- Exercise prompt:
Each line that follows should be printed again exactly as it stands.

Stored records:
# # #

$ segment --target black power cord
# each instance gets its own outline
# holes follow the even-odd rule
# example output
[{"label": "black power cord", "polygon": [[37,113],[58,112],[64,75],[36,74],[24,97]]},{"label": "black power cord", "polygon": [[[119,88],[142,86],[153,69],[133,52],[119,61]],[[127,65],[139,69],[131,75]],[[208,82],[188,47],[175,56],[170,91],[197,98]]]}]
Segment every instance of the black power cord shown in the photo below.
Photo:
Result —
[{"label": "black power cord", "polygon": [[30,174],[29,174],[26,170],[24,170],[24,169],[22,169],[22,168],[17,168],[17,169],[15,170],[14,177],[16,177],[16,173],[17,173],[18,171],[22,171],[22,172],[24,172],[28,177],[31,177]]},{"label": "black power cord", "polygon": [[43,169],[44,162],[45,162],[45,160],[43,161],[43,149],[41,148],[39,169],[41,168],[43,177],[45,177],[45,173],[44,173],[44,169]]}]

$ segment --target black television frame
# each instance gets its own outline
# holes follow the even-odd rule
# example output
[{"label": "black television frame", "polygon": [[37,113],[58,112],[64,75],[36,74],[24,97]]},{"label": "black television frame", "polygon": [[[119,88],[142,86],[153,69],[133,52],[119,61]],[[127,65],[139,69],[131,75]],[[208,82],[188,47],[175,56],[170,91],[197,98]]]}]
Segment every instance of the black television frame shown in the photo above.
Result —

# # #

- Result for this exercise:
$ segment --target black power cord
# each instance gets its own outline
# holes follow the even-odd rule
# example output
[{"label": "black power cord", "polygon": [[37,113],[58,112],[64,75],[36,74],[24,97]]},{"label": "black power cord", "polygon": [[[119,88],[142,86],[153,69],[133,52],[119,61]],[[127,65],[139,69],[131,75]],[[208,82],[188,47],[175,56],[170,91],[197,98]]]}]
Segment every instance of the black power cord shown in the photo below.
Photo:
Result —
[{"label": "black power cord", "polygon": [[30,174],[29,174],[26,170],[24,170],[24,169],[22,169],[22,168],[17,168],[17,169],[15,170],[14,177],[16,177],[16,173],[17,173],[18,171],[22,171],[22,172],[24,172],[28,177],[31,177]]},{"label": "black power cord", "polygon": [[43,169],[44,162],[45,162],[45,160],[43,161],[43,149],[41,148],[39,169],[41,168],[43,177],[45,177],[45,173],[44,173],[44,169]]}]

$ segment --target black television frame
# each instance gets its own outline
# holes follow the even-odd rule
# example output
[{"label": "black television frame", "polygon": [[37,113],[58,112],[64,75],[36,74],[24,97]]},{"label": "black television frame", "polygon": [[[119,88],[142,86],[153,69],[133,52],[119,61]],[[127,65],[139,69],[131,75]],[[208,82],[188,47],[175,56],[170,91],[197,98]]]}]
Segment every instance of the black television frame shown in the photo above.
Result —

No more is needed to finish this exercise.